# [Task data]
****************************************

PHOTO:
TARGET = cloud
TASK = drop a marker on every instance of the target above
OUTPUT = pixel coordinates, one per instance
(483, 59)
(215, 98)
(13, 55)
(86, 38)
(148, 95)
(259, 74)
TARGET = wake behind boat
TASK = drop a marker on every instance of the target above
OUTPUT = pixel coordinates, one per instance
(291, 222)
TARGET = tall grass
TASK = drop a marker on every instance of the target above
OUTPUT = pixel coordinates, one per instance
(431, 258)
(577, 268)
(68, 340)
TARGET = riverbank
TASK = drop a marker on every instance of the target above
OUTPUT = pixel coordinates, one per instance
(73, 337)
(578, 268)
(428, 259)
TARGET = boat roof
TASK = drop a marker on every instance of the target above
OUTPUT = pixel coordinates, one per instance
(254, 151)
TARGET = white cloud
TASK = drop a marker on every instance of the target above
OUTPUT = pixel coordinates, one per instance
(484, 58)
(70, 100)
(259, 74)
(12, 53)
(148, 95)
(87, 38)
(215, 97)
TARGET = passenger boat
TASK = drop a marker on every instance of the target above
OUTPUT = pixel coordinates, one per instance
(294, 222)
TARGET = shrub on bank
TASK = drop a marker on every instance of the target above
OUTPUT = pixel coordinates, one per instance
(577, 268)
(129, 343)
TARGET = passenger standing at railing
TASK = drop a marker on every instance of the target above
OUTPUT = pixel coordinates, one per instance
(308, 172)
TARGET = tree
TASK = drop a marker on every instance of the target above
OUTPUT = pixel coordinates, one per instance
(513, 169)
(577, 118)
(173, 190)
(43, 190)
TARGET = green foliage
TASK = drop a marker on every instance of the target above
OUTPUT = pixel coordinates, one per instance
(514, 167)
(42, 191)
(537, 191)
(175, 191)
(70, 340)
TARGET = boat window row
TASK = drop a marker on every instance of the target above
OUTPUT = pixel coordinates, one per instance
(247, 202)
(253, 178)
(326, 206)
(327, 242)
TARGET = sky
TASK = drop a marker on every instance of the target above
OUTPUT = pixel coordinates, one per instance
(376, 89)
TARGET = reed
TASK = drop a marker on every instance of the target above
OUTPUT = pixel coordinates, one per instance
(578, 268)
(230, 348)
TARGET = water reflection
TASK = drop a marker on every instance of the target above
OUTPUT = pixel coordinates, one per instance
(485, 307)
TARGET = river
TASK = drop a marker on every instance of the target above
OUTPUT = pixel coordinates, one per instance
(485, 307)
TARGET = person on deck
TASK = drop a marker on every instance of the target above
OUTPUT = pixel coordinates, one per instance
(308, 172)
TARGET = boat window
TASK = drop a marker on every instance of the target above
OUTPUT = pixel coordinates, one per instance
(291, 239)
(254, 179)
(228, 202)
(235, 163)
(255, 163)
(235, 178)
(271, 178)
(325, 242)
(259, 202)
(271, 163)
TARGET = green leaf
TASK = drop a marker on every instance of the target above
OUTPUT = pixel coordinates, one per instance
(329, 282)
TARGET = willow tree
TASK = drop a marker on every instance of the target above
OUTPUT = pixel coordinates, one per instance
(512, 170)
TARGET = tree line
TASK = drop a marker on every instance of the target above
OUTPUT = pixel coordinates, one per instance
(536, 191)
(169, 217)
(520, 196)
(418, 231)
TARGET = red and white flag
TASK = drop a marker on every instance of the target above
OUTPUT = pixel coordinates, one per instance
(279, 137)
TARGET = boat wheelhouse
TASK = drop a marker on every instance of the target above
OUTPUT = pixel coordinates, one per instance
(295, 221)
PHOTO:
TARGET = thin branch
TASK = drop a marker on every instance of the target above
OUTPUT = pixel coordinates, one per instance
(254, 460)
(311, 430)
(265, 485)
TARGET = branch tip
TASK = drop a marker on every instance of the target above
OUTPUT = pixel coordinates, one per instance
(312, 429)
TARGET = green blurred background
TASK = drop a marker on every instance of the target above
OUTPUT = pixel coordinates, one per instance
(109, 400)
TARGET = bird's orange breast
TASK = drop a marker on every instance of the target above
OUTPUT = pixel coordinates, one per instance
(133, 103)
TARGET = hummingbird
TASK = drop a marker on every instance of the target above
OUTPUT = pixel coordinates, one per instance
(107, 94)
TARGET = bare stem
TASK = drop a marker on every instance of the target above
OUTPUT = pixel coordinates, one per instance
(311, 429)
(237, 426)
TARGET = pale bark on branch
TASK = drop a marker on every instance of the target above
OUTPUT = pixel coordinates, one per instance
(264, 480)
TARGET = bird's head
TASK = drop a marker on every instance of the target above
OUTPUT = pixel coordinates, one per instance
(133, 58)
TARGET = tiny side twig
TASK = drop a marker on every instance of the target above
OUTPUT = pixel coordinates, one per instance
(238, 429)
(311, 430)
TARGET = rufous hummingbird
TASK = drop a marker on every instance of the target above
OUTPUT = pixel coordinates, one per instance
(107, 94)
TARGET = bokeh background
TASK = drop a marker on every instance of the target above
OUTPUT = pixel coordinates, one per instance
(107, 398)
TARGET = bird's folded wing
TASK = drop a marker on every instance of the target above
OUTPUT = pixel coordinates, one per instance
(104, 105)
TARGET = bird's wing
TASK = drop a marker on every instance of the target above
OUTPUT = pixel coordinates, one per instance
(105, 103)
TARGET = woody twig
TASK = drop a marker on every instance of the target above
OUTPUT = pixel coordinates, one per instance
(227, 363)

****************************************

# [What to work on]
Reproduce all of the rows above word for word, keeping every line in its original order.

# [Finished task]
PHOTO:
TARGET = cloud
TASK = drop a marker on every instance of the target above
OUTPUT = pixel coordinates, one per instance
(483, 59)
(215, 98)
(13, 55)
(86, 38)
(148, 95)
(259, 74)
TARGET = wake behind boat
TASK = drop a marker on every instance of the target above
OUTPUT = pixel coordinates, one per instance
(291, 222)
TARGET = tall grass
TASK = drop a marker on every instance of the target above
OUTPUT = pixel coordinates, one per instance
(431, 258)
(577, 268)
(68, 340)
TARGET = riverbank
TASK = drop a marker on every instance of the target above
OUTPUT = pixel coordinates, one per instance
(73, 337)
(578, 268)
(428, 259)
TARGET = boat roof
TASK = drop a marker on every instance of the target above
OUTPUT = pixel coordinates, one per instance
(254, 151)
TARGET = white cloud
TASK = drop a marker on every instance of the target above
OUTPUT = pixel coordinates, one per instance
(484, 58)
(70, 100)
(259, 74)
(12, 53)
(148, 95)
(87, 38)
(215, 97)
TARGET = passenger boat
TASK = drop a marker on every instance of the target above
OUTPUT = pixel coordinates, one per instance
(294, 222)
TARGET = shrub on bank
TASK = drop a marker on every instance of the target above
OUTPUT = pixel coordinates, one per instance
(577, 268)
(129, 343)
TARGET = passenger standing at railing
TASK = drop a marker on every instance of the target above
OUTPUT = pixel coordinates, one per instance
(308, 172)
TARGET = tree
TASK = drop a marker on every instance of the target above
OUTPUT = pixel coordinates, one per instance
(513, 169)
(577, 118)
(173, 190)
(43, 190)
TARGET = green foliage
TASK = drop a marker on every instance of the target above
OUTPUT = pixel coordinates, one per instance
(514, 167)
(42, 191)
(537, 191)
(175, 191)
(70, 340)
TARGET = boat window row
TASK = drop a marker on every instance of the target above
OUTPUT = pixel coordinates, one per instance
(247, 202)
(253, 178)
(326, 206)
(327, 242)
TARGET = sky
TASK = drop a marker on every instance of the target above
OUTPUT = pixel coordinates, one per instance
(376, 89)
TARGET = reed
TASK = drop a marker on every instance of the target above
OUTPUT = pixel coordinates, one per instance
(578, 268)
(230, 348)
TARGET = water reflection
TASK = drop a marker on every instance of the target above
OUTPUT = pixel coordinates, one per instance
(485, 307)
TARGET = river
TASK = drop a marker on every instance of the target above
OUTPUT = pixel coordinates, one per instance
(485, 307)
TARGET = person on deck
TASK = drop a marker on every instance of the target above
OUTPUT = pixel coordinates, one per instance
(308, 172)
TARGET = boat window
TASK = drop a marker on every instance of the target above
OUTPUT = pixel coordinates, one per instance
(291, 239)
(254, 179)
(228, 202)
(235, 163)
(255, 163)
(235, 178)
(271, 178)
(325, 242)
(259, 202)
(271, 163)
TARGET = green leaf
TASK = drop a marker on every instance of the target above
OUTPUT = pixel coordinates, one per instance
(329, 282)
TARGET = willow tree
TASK = drop a marker on every instance of the target above
OUTPUT = pixel coordinates, one per instance
(512, 170)
TARGET = tree line
TASK = drop a marker on every instance of the target above
OUTPUT = pixel coordinates, one per instance
(536, 191)
(169, 217)
(520, 196)
(418, 231)
TARGET = red and white flag
TASK = drop a marker on every instance of the target above
OUTPUT = pixel coordinates, one per instance
(279, 137)
TARGET = boat wheelhouse
TASK = drop a marker on every instance of the target above
OUTPUT = pixel coordinates, one per instance
(295, 221)
PHOTO:
TARGET = thin branch
TASK = drop a marker on every instance of the target above
OUTPUT = pixel coordinates, one per instance
(254, 460)
(311, 430)
(265, 485)
TARGET = branch tip
TASK = drop a marker on every instance of the target above
OUTPUT = pixel coordinates, one per instance
(312, 429)
TARGET = green blurred background
TASK = drop a marker on every instance of the target above
OUTPUT = pixel coordinates, one per instance
(109, 400)
TARGET = bird's orange breast
TASK = drop a marker on every instance of the target above
OUTPUT = pixel coordinates, one per instance
(133, 103)
TARGET = hummingbird
TASK = drop a marker on every instance of the target above
OUTPUT = pixel coordinates, one per instance
(107, 94)
TARGET = bare stem
TASK = drop a marker on every instance of the target above
OUTPUT = pixel coordinates, one per instance
(311, 429)
(237, 426)
TARGET = pale bark on branch
TASK = drop a marker on every instance of the target above
OUTPUT = pixel coordinates, one per instance
(264, 480)
TARGET = bird's head
TASK = drop a marker on every instance of the target above
OUTPUT = pixel coordinates, one per instance
(133, 58)
TARGET = tiny side twig
TASK = drop a marker on every instance of the target above
OUTPUT = pixel coordinates, one per instance
(238, 429)
(311, 430)
TARGET = rufous hummingbird
TASK = drop a marker on every instance of the target above
OUTPUT = pixel coordinates, one per instance
(107, 94)
TARGET = bokeh background
TASK = drop a marker on every instance of the target above
OUTPUT = pixel coordinates, one per instance
(107, 398)
TARGET = bird's folded wing
TASK = drop a marker on every instance of the target above
OUTPUT = pixel coordinates, one per instance
(104, 105)
TARGET = bird's wing
TASK = drop a marker on every instance of the target above
OUTPUT = pixel coordinates, one per instance
(105, 103)
TARGET = woody twig
TASK = drop a marker on every instance of the target above
OUTPUT = pixel coordinates, one per instance
(227, 363)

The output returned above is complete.